Opinion
(Filed 5 May, 1943.)
1. Negligence § 5 —
By proximate cause is not meant necessarily the last act of cause, or nearest act to the injury, but such act, wanting in ordinary care, as actively aided in producing the injury as a direct and existing cause.
2. Negligence § 7 —
Intervening negligence to have the effect of "insulating" the original negligence, where it is found to exist, must totally supersede that negligence in causal effect.
3. Negligence § 6 —
When two efficient proximate causes contribute to an injury, if defendant's negligent act brought about one of such causes, he is liable.
4. Negligence § 7 —
It is error for the court to instruct the jury that, in order to break the sequence of proximate causation or, in other words, to supersede the original negligence as proximate cause, the intervening negligence must be palpable or gross.
5. Same —
The real test is that of foreseeability of the intervening act as a reasonable consequence of the original negligence. If the intervening act or conduct is found to be reasonably foreseeable as a consequence of the original negligence, it will not serve the purpose of insulation.
APPEAL by defendants from Nimocks, J., at November Term, 1942, of FRANKLIN. New trial.
Yarborough Yarborough for plaintiff, appellee.
Malone Malone and Murray Allen for defendants, appellants.
STACY, C. J., concurring.
WINBORNE, J., joins in concurring opinion.

> **SHORT PROBLEM**: According to the court opinion, what is the real test for whether intervening negligence insulates the original negligence?

> **ROWS**:
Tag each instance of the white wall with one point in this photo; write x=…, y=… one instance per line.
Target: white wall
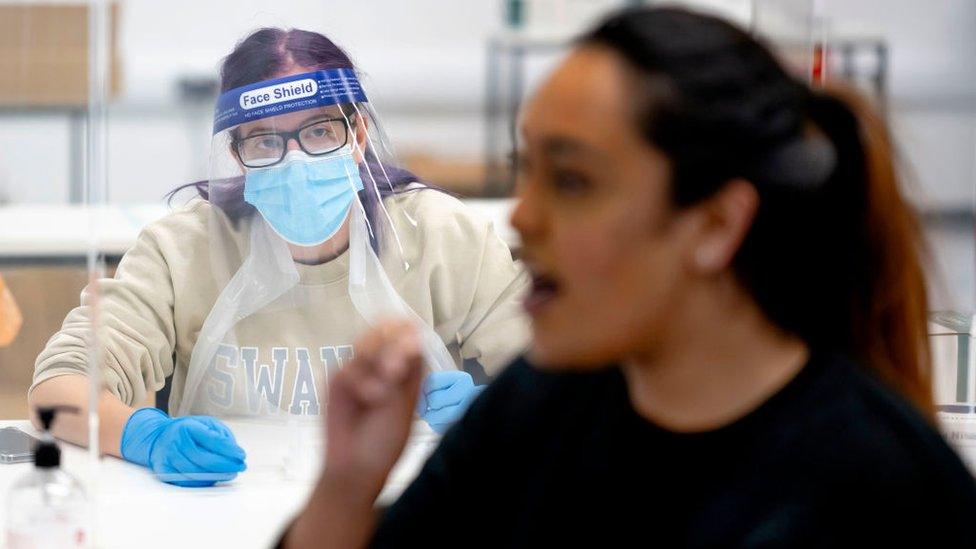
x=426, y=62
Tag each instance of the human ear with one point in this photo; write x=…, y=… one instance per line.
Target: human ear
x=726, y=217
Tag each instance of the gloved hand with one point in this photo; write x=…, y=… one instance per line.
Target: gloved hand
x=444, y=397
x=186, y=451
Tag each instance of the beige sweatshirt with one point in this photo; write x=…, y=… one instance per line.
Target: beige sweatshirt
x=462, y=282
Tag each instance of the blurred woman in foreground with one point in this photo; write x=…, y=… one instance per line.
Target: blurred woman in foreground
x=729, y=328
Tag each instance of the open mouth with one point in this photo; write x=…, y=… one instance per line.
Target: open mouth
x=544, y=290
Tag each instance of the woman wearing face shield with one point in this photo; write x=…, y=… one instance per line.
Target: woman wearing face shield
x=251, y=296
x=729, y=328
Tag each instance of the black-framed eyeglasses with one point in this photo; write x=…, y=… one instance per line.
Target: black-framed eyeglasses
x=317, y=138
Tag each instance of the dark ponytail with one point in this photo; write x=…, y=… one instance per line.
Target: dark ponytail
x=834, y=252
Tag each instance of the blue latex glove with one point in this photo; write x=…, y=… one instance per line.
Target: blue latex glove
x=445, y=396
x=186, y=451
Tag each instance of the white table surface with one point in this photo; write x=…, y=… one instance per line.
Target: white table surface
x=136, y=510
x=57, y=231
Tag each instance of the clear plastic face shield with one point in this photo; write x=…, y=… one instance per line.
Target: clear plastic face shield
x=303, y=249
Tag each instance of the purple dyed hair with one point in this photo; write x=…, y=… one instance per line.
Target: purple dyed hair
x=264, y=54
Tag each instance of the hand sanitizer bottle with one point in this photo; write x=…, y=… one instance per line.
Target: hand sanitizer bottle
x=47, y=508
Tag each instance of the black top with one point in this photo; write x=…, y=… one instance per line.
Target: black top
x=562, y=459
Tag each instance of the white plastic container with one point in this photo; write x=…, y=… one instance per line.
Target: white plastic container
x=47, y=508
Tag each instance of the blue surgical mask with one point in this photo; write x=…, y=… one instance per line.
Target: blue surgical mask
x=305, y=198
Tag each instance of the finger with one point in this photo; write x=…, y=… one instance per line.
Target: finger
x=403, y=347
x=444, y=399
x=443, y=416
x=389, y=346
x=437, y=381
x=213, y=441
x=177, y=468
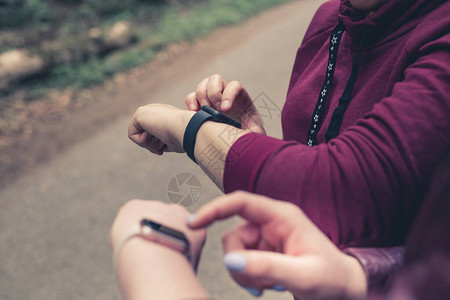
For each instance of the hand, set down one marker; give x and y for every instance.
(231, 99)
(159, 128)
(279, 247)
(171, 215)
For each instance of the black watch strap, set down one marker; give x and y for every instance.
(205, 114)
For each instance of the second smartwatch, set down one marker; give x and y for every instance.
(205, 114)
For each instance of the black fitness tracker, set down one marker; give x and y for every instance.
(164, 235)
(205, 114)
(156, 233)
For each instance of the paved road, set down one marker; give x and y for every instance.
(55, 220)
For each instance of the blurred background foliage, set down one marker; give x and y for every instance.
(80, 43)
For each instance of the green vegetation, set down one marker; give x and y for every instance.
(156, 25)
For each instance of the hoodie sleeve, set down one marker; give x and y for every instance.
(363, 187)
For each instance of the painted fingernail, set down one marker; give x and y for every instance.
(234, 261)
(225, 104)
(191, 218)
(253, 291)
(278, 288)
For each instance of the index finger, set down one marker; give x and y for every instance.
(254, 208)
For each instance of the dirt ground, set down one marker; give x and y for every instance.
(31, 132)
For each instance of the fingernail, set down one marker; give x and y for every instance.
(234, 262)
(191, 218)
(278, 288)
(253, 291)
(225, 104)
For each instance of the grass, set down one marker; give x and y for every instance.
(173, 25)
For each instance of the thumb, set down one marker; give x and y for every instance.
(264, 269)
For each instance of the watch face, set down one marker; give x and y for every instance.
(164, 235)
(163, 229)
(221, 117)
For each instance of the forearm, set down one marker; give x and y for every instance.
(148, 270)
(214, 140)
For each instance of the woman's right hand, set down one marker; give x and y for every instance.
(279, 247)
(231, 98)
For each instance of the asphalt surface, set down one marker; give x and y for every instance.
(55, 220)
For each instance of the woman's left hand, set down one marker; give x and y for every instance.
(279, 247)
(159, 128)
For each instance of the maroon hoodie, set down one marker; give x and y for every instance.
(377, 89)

--

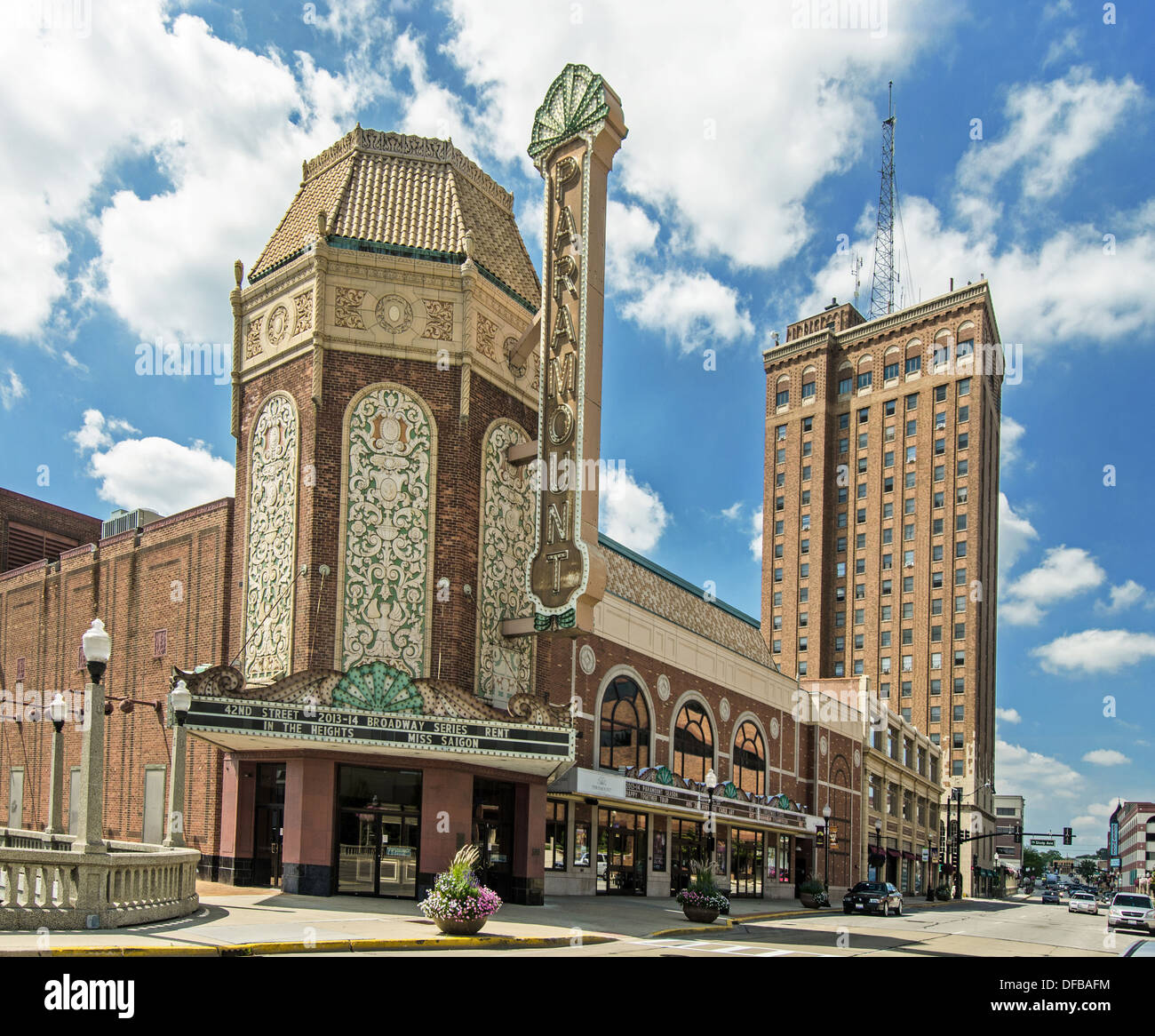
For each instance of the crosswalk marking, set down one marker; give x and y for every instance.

> **RESPONSE BELOW**: Foreseeability of the intervening act as a reasonable consequence of the original negligence.